_Stated exercise A_:
In the Atlantic Blue thread:
(i) Which foundation is listed for the face?
(ii) Which mascara is named?
(iii) Where did mochajavalatte see Atlantic Blue?
_Stated exercise B_: From the Atlantic Blue thread, set down the passage that begins with the words containing "## mochajavalatte (Mar" and ends with "keetuh (Mar 17, 2011)", unchanged.

# Mac Atlantic Blue with Plumage



## mevish (Mar 17, 2011)

*Products Used:

	Face: Studio Sculpt SPF 15 Foundation Nc40

	Lotion: Dove Body Silk Lotion

	Eyes: Urban Decay Primer Potion, Mac Atlantic Blue , Mac Plumage, Mac Vanilla Pigment, Mac BlackTrack Fluideline

	Cheeks: Contour: Benefit Hoola Bronzer, Mac Blunt, Dallas Benefit

	Liquid Liner: Miss Sporty

	Mascara: Bourjois Clubbing Mascara

	Lips: Inglot Lipstick 301

Mac Studio Fix Finish Spray

	Lashes: Shu Uemura Lashes with Diamonds*
















*Thanks for reading *


----------



## joey444 (Mar 17, 2011)

Love it!


----------



## mochajavalatte (Mar 17, 2011)

No one has ever made me want Atlantic Blue!! LOL  And I saw it at the Pro Store! so pretteh


----------



## keetuh (Mar 17, 2011)

_Recorded information_:
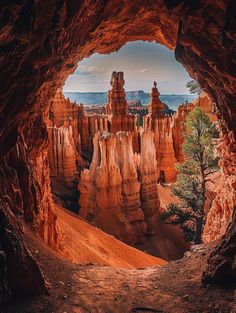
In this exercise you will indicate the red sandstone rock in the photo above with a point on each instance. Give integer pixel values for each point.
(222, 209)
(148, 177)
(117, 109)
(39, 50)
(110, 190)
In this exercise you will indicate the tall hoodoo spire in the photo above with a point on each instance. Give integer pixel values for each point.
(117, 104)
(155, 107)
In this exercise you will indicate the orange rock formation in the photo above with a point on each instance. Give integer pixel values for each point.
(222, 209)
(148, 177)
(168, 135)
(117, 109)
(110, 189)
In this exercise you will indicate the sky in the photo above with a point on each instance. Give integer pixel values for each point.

_Complete response A_:
(i) Studio Sculpt SPF 15 Foundation Nc40
(ii) Bourjois Clubbing Mascara
(iii) At the Pro Store

_Complete response B_:
## mochajavalatte (Mar 17, 2011)

No one has ever made me want Atlantic Blue!! LOL  And I saw it at the Pro Store! so pretteh


----------



## keetuh (Mar 17, 2011)